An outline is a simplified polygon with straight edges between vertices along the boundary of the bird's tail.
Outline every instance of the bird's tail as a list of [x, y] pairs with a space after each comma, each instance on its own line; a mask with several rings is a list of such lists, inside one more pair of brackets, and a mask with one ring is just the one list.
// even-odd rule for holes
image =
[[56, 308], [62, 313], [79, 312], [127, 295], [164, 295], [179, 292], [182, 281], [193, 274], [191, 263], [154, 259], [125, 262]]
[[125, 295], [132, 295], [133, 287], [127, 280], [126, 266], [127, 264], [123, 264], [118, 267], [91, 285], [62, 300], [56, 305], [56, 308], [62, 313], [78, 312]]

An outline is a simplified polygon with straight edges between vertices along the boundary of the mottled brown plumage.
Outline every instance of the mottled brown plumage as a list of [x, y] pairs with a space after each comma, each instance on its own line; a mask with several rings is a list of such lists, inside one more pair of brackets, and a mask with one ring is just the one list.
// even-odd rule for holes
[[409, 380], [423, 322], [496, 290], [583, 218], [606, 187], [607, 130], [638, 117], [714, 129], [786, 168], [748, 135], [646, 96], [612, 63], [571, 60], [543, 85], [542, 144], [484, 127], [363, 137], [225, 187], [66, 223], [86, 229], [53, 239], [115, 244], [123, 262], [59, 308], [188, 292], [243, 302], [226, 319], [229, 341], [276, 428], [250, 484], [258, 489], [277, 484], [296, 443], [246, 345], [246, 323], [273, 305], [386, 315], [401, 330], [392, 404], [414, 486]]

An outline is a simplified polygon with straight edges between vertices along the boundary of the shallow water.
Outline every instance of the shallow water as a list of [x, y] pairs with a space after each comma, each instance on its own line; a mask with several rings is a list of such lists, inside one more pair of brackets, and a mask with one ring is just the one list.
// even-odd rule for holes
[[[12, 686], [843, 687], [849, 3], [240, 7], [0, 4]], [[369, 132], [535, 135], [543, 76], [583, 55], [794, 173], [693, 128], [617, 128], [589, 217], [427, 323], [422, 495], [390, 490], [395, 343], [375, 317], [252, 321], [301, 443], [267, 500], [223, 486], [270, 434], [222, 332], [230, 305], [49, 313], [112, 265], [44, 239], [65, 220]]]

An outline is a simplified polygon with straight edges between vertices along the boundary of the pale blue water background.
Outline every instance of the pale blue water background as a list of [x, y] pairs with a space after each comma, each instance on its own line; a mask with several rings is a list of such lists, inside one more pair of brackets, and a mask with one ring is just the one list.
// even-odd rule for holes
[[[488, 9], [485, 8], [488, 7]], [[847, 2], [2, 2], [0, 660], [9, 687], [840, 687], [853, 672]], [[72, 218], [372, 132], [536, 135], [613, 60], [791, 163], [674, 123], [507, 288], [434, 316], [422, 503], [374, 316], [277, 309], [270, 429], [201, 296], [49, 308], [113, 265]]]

================

GOAL:
Can you reproduce all of the material above, line for line, without changing a single character?

SOLUTION TO THIS EXERCISE:
An outline is a simplified polygon with straight edges between vertices along the boundary of the bird's tail.
Outline every instance of the bird's tail as a list of [x, y] pairs with a space after each comma, each instance on its own line; a mask with several rings is a list of such lists, inside one more pair of brackets, and a mask with one ring is just the one list.
// even-odd rule for holes
image =
[[56, 308], [62, 313], [79, 312], [127, 295], [164, 295], [179, 292], [182, 281], [193, 274], [191, 263], [154, 259], [125, 262]]
[[125, 295], [132, 295], [133, 287], [127, 280], [126, 266], [127, 264], [123, 264], [118, 267], [91, 285], [62, 300], [56, 305], [56, 308], [62, 313], [78, 312]]

An outline is a simplified polygon with straight edges between vertices along the boundary of the mottled brown plumage.
Outline every instance of the mottled brown plumage as a list of [x, y] pairs with a space after each comma, each instance on its own line; a mask with several rings is a list of such lists, inside one more pair of brackets, and a mask with one ring is just the one list.
// even-odd rule for holes
[[409, 380], [423, 322], [496, 290], [583, 218], [606, 187], [607, 130], [638, 117], [714, 129], [786, 168], [748, 135], [646, 96], [612, 63], [571, 60], [543, 85], [542, 144], [484, 127], [363, 137], [225, 187], [66, 223], [86, 229], [53, 239], [115, 244], [123, 262], [59, 308], [188, 292], [243, 302], [226, 319], [229, 341], [276, 428], [250, 484], [258, 489], [277, 484], [296, 443], [246, 345], [246, 323], [273, 305], [386, 315], [401, 330], [392, 404], [414, 486]]

An outline is a simplified polygon with straight edges between vertices along the boundary of the shallow water.
Outline every instance of the shallow water as a list of [x, y] pairs with a space after each comma, each instance on its own line; a mask with several rings is a list of such lists, inside one more pair of brackets, and a mask with one ring is just the one list.
// even-odd rule for holes
[[[12, 686], [843, 687], [849, 3], [240, 7], [0, 4]], [[369, 132], [535, 135], [543, 76], [583, 55], [794, 173], [693, 128], [617, 128], [589, 217], [427, 323], [422, 495], [390, 490], [395, 343], [375, 317], [252, 321], [301, 443], [267, 500], [223, 486], [270, 434], [222, 332], [230, 305], [49, 313], [112, 265], [44, 239], [65, 220]]]

An outline is a simplified polygon with straight edges between vertices along the boundary of the pale blue water background.
Outline every instance of the pale blue water background as a list of [x, y] pairs with a space after each comma, each instance on its own line; a mask with several rings is a list of such lists, inside one more pair of brackets, and a mask with one ring is just the one list.
// even-odd rule for holes
[[[488, 9], [485, 8], [488, 7]], [[847, 2], [2, 2], [0, 660], [9, 687], [840, 687], [853, 672]], [[72, 218], [372, 132], [536, 135], [613, 60], [791, 163], [674, 123], [507, 288], [434, 316], [422, 503], [374, 316], [277, 309], [270, 429], [201, 296], [49, 308], [113, 265]]]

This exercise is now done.